Task to carry out =
Can you copy out the data exactly? Leave the images out.

* START Records for this task *

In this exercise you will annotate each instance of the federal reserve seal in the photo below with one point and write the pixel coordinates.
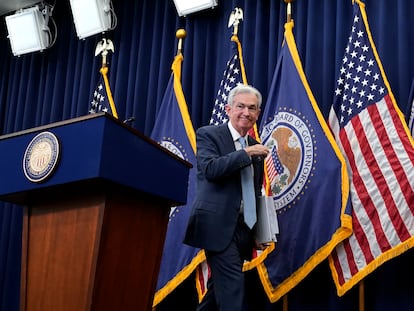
(291, 159)
(41, 157)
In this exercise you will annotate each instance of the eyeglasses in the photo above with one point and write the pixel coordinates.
(250, 108)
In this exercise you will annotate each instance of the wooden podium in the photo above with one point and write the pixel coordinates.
(94, 227)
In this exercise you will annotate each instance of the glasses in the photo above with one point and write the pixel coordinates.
(250, 108)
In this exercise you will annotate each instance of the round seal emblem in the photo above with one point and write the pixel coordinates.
(41, 157)
(292, 156)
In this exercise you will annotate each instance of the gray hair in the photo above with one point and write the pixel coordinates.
(241, 89)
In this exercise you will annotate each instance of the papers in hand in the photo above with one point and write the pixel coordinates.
(267, 226)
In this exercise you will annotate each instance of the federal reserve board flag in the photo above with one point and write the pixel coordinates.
(308, 177)
(409, 115)
(372, 134)
(173, 129)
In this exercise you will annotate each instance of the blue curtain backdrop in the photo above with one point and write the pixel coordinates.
(57, 84)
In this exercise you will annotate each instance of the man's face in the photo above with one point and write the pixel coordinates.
(244, 112)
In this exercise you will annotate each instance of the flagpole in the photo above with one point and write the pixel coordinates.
(361, 295)
(180, 34)
(103, 47)
(288, 10)
(288, 20)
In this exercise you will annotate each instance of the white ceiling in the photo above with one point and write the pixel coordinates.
(7, 6)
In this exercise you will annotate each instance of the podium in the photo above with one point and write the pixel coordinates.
(96, 196)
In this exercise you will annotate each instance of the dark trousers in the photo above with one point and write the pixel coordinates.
(225, 288)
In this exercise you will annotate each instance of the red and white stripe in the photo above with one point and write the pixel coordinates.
(380, 160)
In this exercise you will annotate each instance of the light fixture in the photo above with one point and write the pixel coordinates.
(92, 17)
(28, 29)
(185, 7)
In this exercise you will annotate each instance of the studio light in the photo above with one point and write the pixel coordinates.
(185, 7)
(92, 17)
(28, 29)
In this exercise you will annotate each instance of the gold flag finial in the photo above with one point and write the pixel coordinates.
(289, 10)
(234, 20)
(103, 47)
(180, 34)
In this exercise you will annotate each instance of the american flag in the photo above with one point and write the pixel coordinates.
(370, 132)
(100, 101)
(231, 77)
(273, 165)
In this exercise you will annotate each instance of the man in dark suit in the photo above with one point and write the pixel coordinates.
(216, 223)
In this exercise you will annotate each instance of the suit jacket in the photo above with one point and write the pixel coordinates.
(215, 210)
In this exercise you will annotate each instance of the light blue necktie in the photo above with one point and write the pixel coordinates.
(249, 200)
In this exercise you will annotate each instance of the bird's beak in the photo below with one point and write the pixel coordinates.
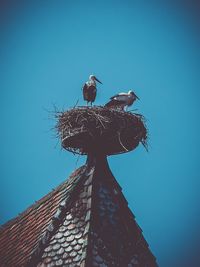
(97, 80)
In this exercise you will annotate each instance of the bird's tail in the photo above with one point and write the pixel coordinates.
(113, 103)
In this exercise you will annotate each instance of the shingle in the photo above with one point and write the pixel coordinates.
(84, 222)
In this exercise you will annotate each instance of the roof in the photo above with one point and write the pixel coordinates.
(84, 222)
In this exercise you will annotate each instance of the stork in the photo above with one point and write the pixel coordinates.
(122, 100)
(90, 90)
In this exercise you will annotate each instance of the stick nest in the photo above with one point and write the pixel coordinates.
(85, 130)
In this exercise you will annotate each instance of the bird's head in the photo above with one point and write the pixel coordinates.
(93, 78)
(133, 94)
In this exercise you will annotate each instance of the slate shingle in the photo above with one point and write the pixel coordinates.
(84, 222)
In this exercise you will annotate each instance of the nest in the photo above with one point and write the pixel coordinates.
(85, 130)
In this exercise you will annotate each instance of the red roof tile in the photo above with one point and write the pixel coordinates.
(84, 222)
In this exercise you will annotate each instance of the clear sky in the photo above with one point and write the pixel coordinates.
(47, 51)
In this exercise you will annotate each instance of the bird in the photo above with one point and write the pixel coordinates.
(90, 89)
(122, 100)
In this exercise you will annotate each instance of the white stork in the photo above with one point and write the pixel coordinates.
(90, 90)
(122, 100)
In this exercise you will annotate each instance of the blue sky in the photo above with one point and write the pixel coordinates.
(48, 49)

* END Records for this task *

Task result =
In this exercise you will annotate each instance of the federal reserve seal in the photo below with one point and write the pixel coordinates.
(291, 159)
(41, 157)
In this exercise you will annotate each instance of the eyeglasses in the photo above with one point and write the pixel coordinates.
(250, 108)
In this exercise you will annotate each instance of the wooden podium in the photo above with one point and write the pixel coordinates.
(94, 227)
In this exercise you will annotate each instance of the glasses in the photo above with one point and write the pixel coordinates.
(250, 108)
In this exercise you will annotate each instance of the round seal emblem in the photo above with one point and write the pixel coordinates.
(41, 157)
(292, 156)
In this exercise you will annotate each instance of the gray hair in the photo above with one point and write the pixel coordinates.
(241, 89)
In this exercise you will annotate each instance of the papers in hand in the photo above with one point and write the pixel coordinates.
(267, 226)
In this exercise you will annotate each instance of the federal reserve board flag in the photo above with one point and write the pixel coordinates.
(308, 177)
(409, 115)
(372, 134)
(173, 129)
In this exercise you will annotate each instance of the blue curtain backdrop in the photo above with one point and write the pixel coordinates.
(57, 84)
In this exercise you will annotate each instance of the man's face in the photo above with one point and write the pixel coordinates.
(244, 112)
In this exercise you will annotate each instance of the flagpole in the photo above with one point and write the pixel coordinates.
(361, 295)
(180, 34)
(103, 47)
(288, 10)
(288, 20)
In this exercise you will annotate each instance of the white ceiling in the photo above with one point and write the pixel coordinates.
(7, 6)
In this exercise you will annotate each instance of the podium in the photo above with one point and write the pixel coordinates.
(96, 196)
In this exercise you will annotate each instance of the dark trousers in the photo above with one point and write the pixel coordinates.
(225, 288)
In this exercise you will annotate each instance of the red and white stripe in the photo above with one point and write the pixel coordinates.
(380, 160)
In this exercise you will annotate each instance of the light fixture in the photo above with one point and write the pixel coordinates.
(92, 17)
(28, 29)
(185, 7)
In this exercise you will annotate each instance of the studio light in the photo above with one point and write the pixel coordinates.
(185, 7)
(92, 17)
(28, 29)
In this exercise you will annotate each instance of the gold flag finial in the photo above with one point and write the pixel coordinates.
(289, 10)
(234, 20)
(103, 47)
(180, 34)
In this exercise you will annotate each instance of the american flag in the photo above with one point and write the pixel coordinates.
(370, 132)
(100, 101)
(231, 77)
(273, 165)
In this exercise you will annotate each instance of the man in dark suit in the photo above with one point and write the pixel coordinates.
(216, 223)
In this exercise you will annotate each instance of the suit jacket in the photo above with one point and write the pixel coordinates.
(215, 210)
In this exercise you will annotate each instance of the light blue necktie in the photo above with one point and write the pixel coordinates.
(249, 200)
In this exercise you will annotate each instance of the bird's beak in the photo below with one point and write the pixel coordinates.
(97, 80)
In this exercise you will annotate each instance of the bird's tail in the photo above with one point and write the pixel coordinates.
(113, 103)
In this exercise you will annotate each instance of the shingle in the photo above with one point and write the pixel coordinates.
(84, 222)
In this exercise you will annotate each instance of the roof in the photo above with one point and write the pixel coordinates.
(84, 222)
In this exercise you will annotate each instance of the stork in the photo above with one point and write the pixel coordinates.
(122, 100)
(90, 90)
In this exercise you will annotate each instance of the stick nest in the photo above with one point and write the pixel coordinates.
(85, 130)
In this exercise you will annotate each instance of the bird's head in the photo above with one point and write the pixel coordinates.
(93, 78)
(133, 94)
In this exercise you will annotate each instance of the slate shingle in the photo above with one point and write the pixel coordinates.
(84, 222)
In this exercise you will annotate each instance of the nest in the photo above with one point and write the pixel coordinates.
(85, 130)
In this exercise you will annotate each instance of the red roof tile in the photo above with one point and write the pixel coordinates.
(84, 222)
In this exercise you will annotate each instance of the clear sky in the photo above with one point and write the pixel coordinates.
(47, 51)
In this exercise you will annotate each instance of the bird in the photo above with one point and write the pixel coordinates.
(90, 89)
(122, 100)
In this exercise you will annotate each instance of the white stork in the photo above with one point and write the pixel coordinates.
(90, 90)
(122, 100)
In this exercise you will annotate each instance of the blue sky in the photo above with one point and write the pixel coordinates.
(48, 49)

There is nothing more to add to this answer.